= TASK GOAL =
Reproduce every line of the material below, from the line holding "the white cloud." through the line holding "[796,354,1000,665]", inclusive. Offset each bounding-box coordinate in that span by -96.

= SUPPLIED DATA =

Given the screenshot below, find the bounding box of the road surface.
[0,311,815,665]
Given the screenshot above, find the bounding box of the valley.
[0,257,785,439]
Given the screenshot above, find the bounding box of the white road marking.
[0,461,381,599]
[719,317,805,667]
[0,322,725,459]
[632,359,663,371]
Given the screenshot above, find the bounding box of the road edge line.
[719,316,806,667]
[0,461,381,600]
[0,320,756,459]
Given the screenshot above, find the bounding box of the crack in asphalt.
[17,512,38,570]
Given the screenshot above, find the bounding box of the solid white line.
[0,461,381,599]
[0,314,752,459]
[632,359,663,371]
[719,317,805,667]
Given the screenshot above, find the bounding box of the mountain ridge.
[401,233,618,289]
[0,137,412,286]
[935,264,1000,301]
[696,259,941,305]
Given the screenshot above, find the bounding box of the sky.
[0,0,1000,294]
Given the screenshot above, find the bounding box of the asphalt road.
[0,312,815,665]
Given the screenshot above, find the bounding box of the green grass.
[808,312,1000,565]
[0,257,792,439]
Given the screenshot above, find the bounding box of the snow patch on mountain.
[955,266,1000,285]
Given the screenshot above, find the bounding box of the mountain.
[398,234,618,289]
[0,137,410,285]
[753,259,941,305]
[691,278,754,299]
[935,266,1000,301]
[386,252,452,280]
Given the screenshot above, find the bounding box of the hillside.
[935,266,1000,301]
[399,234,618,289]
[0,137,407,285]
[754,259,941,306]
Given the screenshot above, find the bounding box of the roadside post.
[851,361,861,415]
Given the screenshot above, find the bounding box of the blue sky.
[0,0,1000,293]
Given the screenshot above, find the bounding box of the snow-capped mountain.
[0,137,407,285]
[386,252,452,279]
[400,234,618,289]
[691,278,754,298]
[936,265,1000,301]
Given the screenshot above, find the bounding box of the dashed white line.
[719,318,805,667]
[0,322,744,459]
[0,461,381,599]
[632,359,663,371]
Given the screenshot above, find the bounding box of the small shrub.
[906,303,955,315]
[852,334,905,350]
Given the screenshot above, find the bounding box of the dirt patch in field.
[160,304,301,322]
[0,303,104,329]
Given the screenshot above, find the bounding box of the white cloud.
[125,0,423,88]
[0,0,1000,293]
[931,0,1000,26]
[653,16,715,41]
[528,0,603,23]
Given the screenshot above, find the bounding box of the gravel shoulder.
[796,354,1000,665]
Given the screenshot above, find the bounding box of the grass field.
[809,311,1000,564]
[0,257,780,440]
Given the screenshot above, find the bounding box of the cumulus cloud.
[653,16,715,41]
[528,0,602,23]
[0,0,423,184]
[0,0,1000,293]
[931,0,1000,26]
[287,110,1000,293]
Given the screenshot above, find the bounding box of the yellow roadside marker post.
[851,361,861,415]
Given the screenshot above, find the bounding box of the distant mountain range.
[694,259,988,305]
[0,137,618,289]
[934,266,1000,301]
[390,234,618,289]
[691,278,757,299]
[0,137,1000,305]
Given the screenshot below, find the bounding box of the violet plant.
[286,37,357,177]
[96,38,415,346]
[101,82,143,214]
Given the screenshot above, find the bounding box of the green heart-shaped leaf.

= ANSWER BELOW =
Given the screenshot above, find the bounding box of the white cloud.
[29,-96,327,-8]
[-96,-96,904,197]
[835,-96,904,-70]
[557,-80,619,-55]
[432,-96,507,-73]
Given the screenshot above, find the bounding box of the gravel shoulder.
[700,258,904,569]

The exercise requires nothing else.